▸ YOUR TASK:
The response must consist of each line in the listing that has the word "door" in it.

▸ RECORDS FOR THIS EXERCISE:
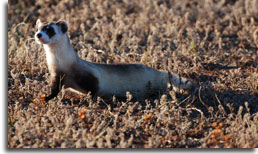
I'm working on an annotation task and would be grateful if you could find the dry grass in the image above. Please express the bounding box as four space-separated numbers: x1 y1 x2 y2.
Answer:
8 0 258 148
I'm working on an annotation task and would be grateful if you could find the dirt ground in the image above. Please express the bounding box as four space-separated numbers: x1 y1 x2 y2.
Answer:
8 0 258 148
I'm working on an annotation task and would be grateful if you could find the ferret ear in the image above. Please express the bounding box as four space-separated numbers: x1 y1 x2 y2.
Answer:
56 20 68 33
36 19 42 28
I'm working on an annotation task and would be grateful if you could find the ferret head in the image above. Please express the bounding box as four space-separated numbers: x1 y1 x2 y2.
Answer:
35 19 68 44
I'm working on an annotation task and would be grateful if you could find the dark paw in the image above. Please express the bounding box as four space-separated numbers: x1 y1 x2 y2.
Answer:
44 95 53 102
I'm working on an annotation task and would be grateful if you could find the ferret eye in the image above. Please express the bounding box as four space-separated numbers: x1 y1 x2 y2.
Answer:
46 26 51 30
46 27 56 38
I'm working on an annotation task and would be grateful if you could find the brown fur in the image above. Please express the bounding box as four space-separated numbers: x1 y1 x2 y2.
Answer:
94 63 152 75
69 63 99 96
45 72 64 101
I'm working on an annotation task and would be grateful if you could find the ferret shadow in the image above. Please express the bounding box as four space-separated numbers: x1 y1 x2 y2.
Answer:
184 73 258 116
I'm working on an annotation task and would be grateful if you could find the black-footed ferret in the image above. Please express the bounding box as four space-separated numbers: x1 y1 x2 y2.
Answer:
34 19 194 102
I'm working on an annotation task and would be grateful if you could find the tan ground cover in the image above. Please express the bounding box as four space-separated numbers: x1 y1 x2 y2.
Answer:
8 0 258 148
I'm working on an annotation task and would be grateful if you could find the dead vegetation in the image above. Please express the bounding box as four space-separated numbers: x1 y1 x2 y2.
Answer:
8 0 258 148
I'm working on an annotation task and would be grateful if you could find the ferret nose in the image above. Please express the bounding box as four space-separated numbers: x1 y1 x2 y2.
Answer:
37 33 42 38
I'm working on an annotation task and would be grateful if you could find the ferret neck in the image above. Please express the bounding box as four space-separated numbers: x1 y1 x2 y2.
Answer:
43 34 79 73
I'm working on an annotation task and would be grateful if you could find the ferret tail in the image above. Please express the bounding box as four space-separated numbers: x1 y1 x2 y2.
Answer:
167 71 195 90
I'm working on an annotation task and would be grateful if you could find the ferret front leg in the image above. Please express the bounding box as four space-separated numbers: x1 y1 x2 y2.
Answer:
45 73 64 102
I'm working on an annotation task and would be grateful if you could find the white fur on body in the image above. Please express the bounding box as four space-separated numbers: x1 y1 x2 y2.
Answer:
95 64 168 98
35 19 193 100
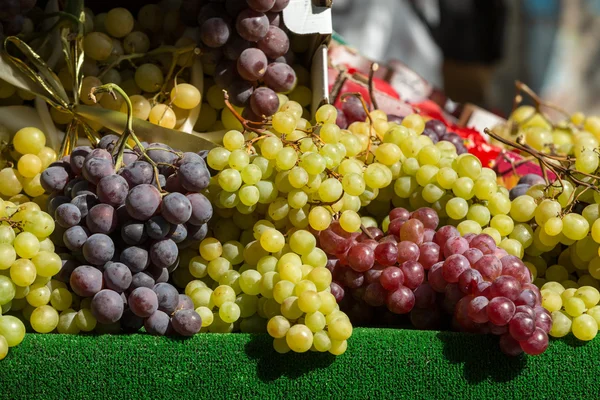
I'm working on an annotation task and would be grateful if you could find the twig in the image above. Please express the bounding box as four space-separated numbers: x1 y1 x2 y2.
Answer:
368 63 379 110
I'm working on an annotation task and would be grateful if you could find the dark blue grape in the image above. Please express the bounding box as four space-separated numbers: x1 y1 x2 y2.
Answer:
...
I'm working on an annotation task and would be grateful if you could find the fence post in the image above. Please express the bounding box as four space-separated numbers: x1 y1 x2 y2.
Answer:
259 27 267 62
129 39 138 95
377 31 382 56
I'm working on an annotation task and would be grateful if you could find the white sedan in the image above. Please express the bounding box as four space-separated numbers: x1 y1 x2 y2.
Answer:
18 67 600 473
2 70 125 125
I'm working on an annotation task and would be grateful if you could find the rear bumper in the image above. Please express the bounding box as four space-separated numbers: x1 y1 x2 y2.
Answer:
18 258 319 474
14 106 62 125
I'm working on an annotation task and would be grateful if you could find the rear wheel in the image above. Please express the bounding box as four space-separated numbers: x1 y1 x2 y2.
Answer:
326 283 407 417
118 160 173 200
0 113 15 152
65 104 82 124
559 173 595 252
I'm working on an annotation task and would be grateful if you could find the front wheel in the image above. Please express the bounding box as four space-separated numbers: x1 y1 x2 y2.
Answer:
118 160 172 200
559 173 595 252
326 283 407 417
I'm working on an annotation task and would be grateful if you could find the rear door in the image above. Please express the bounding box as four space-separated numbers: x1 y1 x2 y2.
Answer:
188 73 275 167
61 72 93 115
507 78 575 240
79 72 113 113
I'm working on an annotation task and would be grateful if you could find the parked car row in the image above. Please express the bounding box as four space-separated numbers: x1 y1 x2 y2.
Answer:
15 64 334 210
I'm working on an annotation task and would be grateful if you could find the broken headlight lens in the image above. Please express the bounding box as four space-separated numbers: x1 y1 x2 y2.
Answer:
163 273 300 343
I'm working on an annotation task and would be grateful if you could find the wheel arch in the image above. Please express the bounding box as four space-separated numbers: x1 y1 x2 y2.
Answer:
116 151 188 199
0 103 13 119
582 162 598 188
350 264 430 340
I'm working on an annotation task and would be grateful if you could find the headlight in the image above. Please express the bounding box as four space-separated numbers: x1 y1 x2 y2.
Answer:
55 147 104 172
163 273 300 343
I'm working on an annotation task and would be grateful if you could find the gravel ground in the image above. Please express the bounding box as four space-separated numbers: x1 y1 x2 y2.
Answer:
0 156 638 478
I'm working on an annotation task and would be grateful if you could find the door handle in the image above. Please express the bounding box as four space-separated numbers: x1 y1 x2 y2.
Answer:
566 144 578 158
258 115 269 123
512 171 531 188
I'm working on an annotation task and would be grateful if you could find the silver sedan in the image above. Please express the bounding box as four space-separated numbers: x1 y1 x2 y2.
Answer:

▸ TASK SOLUTION:
I'm working on an annotation task and would be grateful if you could find the rear door in the image above. Please express the bounding box as four space-separated numbers: x1 y1 x2 y2.
I'm working on an annotation task and would be grateful if you could find the door handle in the image above. Please express the bounding box as four space-separated numbers: x1 y1 x2 y2.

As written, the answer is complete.